PROBLEM DESCRIPTION :: Below are records; state how many of their lines hold the word "detect", and give only the figure.

PROVIDED RECORDS ::
---

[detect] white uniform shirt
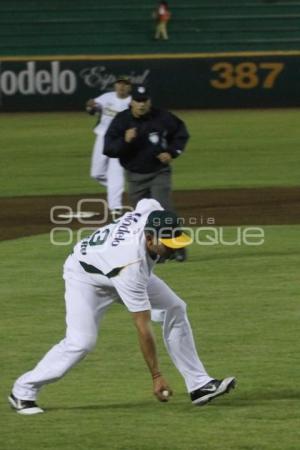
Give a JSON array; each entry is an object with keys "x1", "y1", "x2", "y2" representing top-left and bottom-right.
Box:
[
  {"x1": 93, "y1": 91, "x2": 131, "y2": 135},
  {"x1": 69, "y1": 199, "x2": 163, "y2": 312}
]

---

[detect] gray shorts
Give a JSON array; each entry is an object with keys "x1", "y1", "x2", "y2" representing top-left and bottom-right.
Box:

---

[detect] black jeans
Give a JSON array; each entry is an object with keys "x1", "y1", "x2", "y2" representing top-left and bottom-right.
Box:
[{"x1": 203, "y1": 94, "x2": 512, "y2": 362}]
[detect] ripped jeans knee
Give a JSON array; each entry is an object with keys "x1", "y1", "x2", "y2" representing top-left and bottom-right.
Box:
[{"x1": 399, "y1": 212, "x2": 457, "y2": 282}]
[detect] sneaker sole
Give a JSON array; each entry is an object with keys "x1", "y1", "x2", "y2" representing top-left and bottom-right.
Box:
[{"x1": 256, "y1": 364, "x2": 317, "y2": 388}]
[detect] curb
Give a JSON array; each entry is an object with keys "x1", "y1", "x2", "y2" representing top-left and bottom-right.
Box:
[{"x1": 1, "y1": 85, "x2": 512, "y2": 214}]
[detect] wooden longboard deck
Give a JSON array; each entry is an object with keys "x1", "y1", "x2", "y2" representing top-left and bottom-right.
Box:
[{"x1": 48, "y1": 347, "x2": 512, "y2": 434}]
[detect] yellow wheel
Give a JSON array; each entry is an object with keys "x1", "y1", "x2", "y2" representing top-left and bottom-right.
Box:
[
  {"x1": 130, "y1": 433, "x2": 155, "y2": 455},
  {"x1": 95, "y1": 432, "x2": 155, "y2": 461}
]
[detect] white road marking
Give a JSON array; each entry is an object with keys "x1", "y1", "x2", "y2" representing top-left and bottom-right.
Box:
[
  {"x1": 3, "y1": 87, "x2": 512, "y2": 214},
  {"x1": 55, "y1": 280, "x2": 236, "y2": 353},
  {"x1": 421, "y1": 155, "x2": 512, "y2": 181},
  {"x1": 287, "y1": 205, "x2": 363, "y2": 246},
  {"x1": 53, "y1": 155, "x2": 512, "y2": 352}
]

---

ANSWER FOR THIS EXERCISE :: 9